▶ [Fragmento de texto]:

++++++++++++++++++++

En el año 1766, el doctor francés Maret recomendaba los baños de mar a los enfermos de frenesí, ninfomanía e hipocondría, y, en general, se admitía como uno de los únicos medicamentos eficaces en el caso de neurosis. Nuestra práctica cotidiana de ir a la playa tiene que ver con esos primeros doctores pero, en realidad, está relacionado con algo más profundo: es fruto de una verdadera revolución cultural. En el periodo comprendido entre finales del siglo XVII y principios del XVIII, se produjo un cambio en la concepción del mar, la costa y el paisaje por parte de la sociedad europea. No fue un proceso fácil, ni rápido. Los primeros científicos nos mostraron las leyes de la naturaleza y los artistas nos enseñaron a ver paisajes donde antes sólo había mitos y miedos.
Dos siglos antes, el día 27 de julio del año del Señor de 1576 fue fatídico para fray Miguel de Aradiga. Sólo hacía tres días que había sido nombrado nuevo prior del castillo de San Jorge de Alfama, construido junto a la costa sur del collado de Balaguer, en los mares de Tortosa, para tratar de combatir los continuos desembarcos de corsarios berberiscos.

++++++++++++++++++++

▶ [Cómo resolverla]:
Copia íntegro y sin ningún cambio el texto de arriba sobre los baños de mar y la costa.

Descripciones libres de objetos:
++++++++++++++++++++

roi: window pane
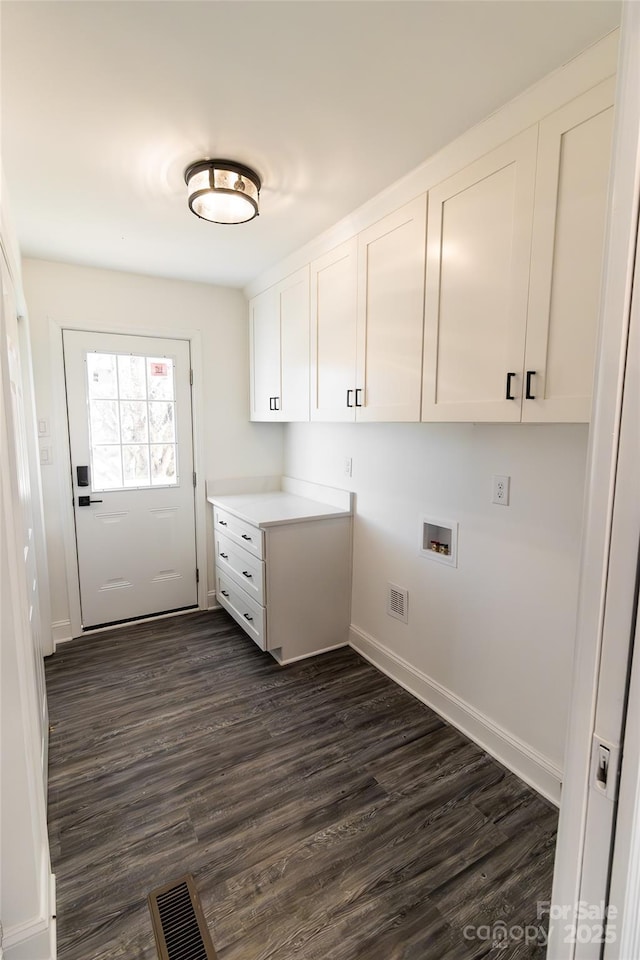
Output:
[149,401,176,443]
[89,400,120,444]
[151,443,177,484]
[118,357,147,400]
[91,446,122,490]
[87,353,118,400]
[122,444,149,487]
[120,400,149,443]
[147,357,174,400]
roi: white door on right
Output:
[522,78,615,423]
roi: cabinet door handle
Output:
[524,370,536,400]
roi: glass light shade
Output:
[184,160,260,223]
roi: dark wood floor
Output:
[47,612,557,960]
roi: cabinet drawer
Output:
[216,573,267,650]
[213,507,264,560]
[215,531,264,606]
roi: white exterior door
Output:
[63,330,197,629]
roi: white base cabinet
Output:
[209,491,351,664]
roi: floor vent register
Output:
[147,873,217,960]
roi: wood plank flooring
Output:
[46,611,557,960]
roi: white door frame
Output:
[547,3,640,960]
[49,318,209,637]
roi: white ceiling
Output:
[0,0,620,286]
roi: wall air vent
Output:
[387,583,409,623]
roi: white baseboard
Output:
[2,872,56,960]
[349,625,562,806]
[51,620,73,653]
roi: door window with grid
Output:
[87,353,179,491]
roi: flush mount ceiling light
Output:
[184,160,261,223]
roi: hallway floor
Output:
[46,611,557,960]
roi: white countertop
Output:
[207,490,351,527]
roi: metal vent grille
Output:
[387,583,409,623]
[147,873,216,960]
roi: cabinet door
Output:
[249,287,282,420]
[276,265,309,421]
[522,78,615,422]
[422,127,537,422]
[311,237,358,421]
[356,194,427,420]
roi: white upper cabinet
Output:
[249,266,309,421]
[422,79,614,422]
[311,194,426,421]
[522,78,615,423]
[354,194,427,420]
[422,127,537,421]
[249,287,282,420]
[311,237,358,421]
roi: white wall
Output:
[285,423,588,800]
[23,260,282,640]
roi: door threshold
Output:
[79,603,200,640]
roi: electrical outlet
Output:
[491,477,511,507]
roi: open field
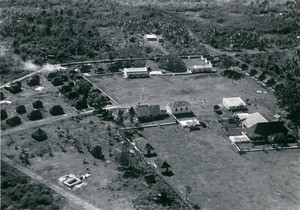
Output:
[143,122,300,209]
[1,116,188,210]
[90,74,279,119]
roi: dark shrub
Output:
[28,110,43,121]
[47,72,57,81]
[32,100,44,109]
[27,78,40,87]
[16,105,27,114]
[8,83,22,94]
[6,116,22,127]
[59,85,72,93]
[49,105,64,116]
[90,145,104,160]
[51,77,64,86]
[31,128,48,141]
[1,109,8,120]
[0,92,5,101]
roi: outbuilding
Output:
[244,121,288,142]
[133,137,157,157]
[222,97,247,111]
[123,67,149,78]
[166,101,192,114]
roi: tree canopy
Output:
[159,54,186,72]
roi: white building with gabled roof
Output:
[123,67,149,78]
[222,97,246,110]
[166,101,192,114]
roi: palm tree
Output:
[128,107,136,125]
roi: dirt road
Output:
[1,157,100,210]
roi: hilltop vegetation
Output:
[1,161,63,210]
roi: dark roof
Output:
[245,121,288,137]
[135,105,161,117]
[154,158,171,168]
[169,101,191,108]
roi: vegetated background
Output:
[1,161,64,210]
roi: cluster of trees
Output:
[159,54,187,72]
[1,161,60,210]
[275,83,300,127]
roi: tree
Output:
[159,54,187,72]
[185,185,192,200]
[128,106,136,124]
[1,109,8,120]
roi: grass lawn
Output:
[90,74,279,118]
[143,122,300,209]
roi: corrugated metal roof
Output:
[169,101,191,108]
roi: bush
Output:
[7,83,22,94]
[250,69,257,77]
[75,100,88,110]
[0,92,5,101]
[31,128,48,141]
[47,72,57,81]
[6,116,22,127]
[16,105,27,114]
[27,78,40,87]
[90,145,104,160]
[159,54,187,72]
[32,100,44,109]
[51,77,64,86]
[28,110,43,121]
[1,109,8,121]
[49,105,65,116]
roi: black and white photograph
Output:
[0,0,300,210]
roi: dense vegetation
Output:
[1,161,61,210]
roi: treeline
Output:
[1,161,63,210]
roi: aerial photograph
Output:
[0,0,300,210]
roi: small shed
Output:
[154,158,173,176]
[222,97,247,110]
[31,128,48,141]
[133,137,157,157]
[49,105,65,116]
[166,101,192,114]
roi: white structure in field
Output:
[166,101,192,114]
[222,97,246,110]
[144,34,158,41]
[242,112,268,128]
[123,67,149,78]
[183,56,216,74]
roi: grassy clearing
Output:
[143,122,300,209]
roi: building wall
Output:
[167,106,192,114]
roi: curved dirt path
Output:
[1,157,100,210]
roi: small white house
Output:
[222,97,246,110]
[166,101,192,114]
[123,67,149,78]
[144,34,158,41]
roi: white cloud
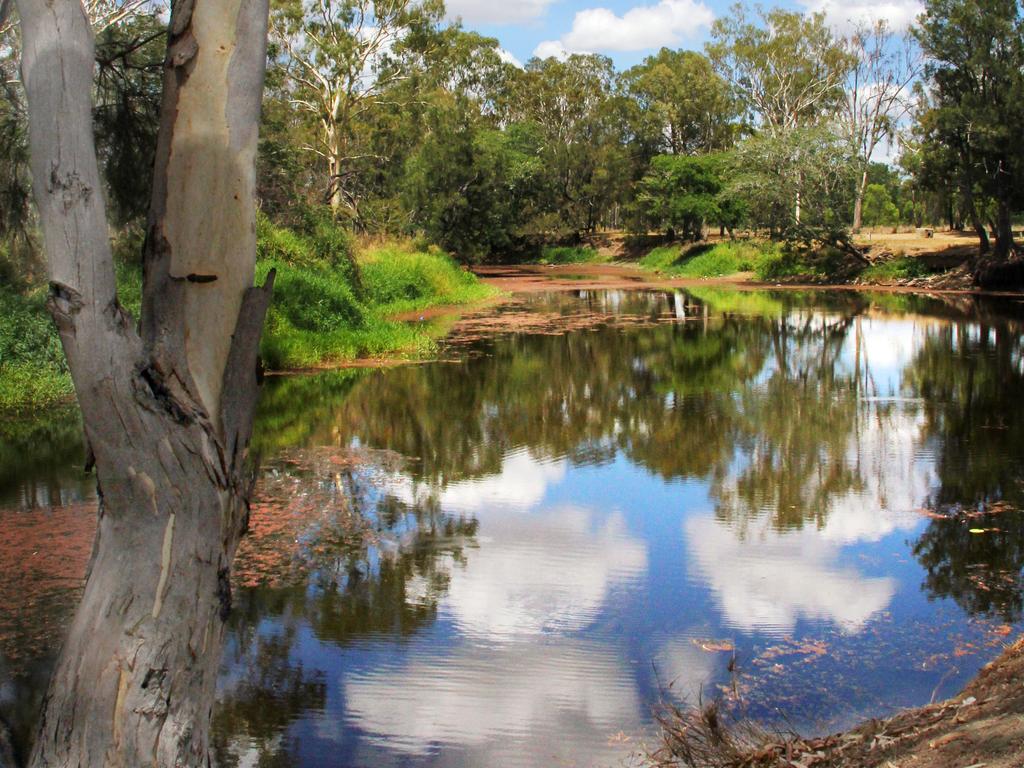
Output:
[441,509,647,640]
[685,405,934,634]
[343,640,641,765]
[444,0,557,24]
[534,0,715,58]
[801,0,925,32]
[534,40,573,58]
[498,48,522,70]
[389,451,647,641]
[685,516,896,635]
[388,451,568,514]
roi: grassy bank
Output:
[537,246,611,265]
[0,218,495,414]
[640,241,783,279]
[257,236,494,370]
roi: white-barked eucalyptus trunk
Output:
[17,0,270,768]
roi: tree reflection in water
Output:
[8,289,1024,765]
[905,319,1024,622]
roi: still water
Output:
[0,289,1024,767]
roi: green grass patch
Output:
[256,232,495,371]
[640,241,779,278]
[357,244,494,314]
[538,246,608,265]
[0,222,495,414]
[858,256,932,283]
[0,288,75,413]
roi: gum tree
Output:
[16,0,272,766]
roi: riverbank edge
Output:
[473,261,1024,299]
[649,636,1024,768]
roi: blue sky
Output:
[447,0,921,68]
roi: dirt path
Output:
[473,263,1024,298]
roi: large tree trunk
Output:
[961,183,989,256]
[853,170,867,234]
[18,0,270,768]
[993,190,1014,261]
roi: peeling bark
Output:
[17,0,272,768]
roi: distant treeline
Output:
[0,0,1024,283]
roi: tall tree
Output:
[502,54,628,232]
[623,48,736,155]
[17,0,269,767]
[708,4,853,224]
[708,4,853,135]
[840,20,921,231]
[272,0,443,218]
[914,0,1024,270]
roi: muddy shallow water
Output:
[0,287,1024,766]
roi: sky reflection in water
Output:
[2,289,1024,766]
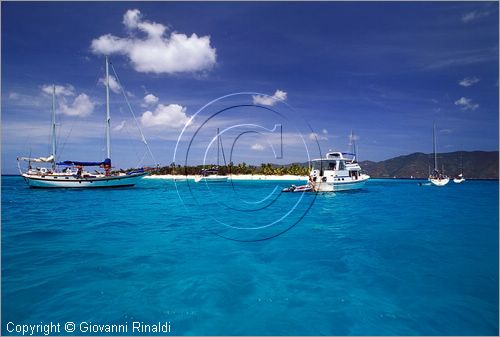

++++++++++++++++++++

▶ [Solución]:
En el año 1766, el doctor francés Maret recomendaba los baños de mar a los enfermos de frenesí, ninfomanía e hipocondría, y, en general, se admitía como uno de los únicos medicamentos eficaces en el caso de neurosis. Nuestra práctica cotidiana de ir a la playa tiene que ver con esos primeros doctores pero, en realidad, está relacionado con algo más profundo: es fruto de una verdadera revolución cultural. En el periodo comprendido entre finales del siglo XVII y principios del XVIII, se produjo un cambio en la concepción del mar, la costa y el paisaje por parte de la sociedad europea. No fue un proceso fácil, ni rápido. Los primeros científicos nos mostraron las leyes de la naturaleza y los artistas nos enseñaron a ver paisajes donde antes sólo había mitos y miedos.
Dos siglos antes, el día 27 de julio del año del Señor de 1576 fue fatídico para fray Miguel de Aradiga. Sólo hacía tres días que había sido nombrado nuevo prior del castillo de San Jorge de Alfama, construido junto a la costa sur del collado de Balaguer, en los mares de Tortosa, para tratar de combatir los continuos desembarcos de corsarios berberiscos.